### What you have to do
Please restate each entry below, word for word.

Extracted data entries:
>>

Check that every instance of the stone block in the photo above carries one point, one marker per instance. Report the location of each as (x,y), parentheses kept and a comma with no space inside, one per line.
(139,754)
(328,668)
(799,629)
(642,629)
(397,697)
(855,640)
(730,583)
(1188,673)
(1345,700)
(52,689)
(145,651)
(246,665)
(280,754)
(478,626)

<<

### Task solution
Check that every instance of the stone block in the photo above carries one point, one marker per instance. Report the location of each as (x,y), parentheses kept and a comma with no space inside, one per line.
(139,754)
(328,668)
(799,629)
(642,629)
(397,697)
(855,640)
(730,583)
(1188,673)
(1345,700)
(52,689)
(145,651)
(246,665)
(280,754)
(478,626)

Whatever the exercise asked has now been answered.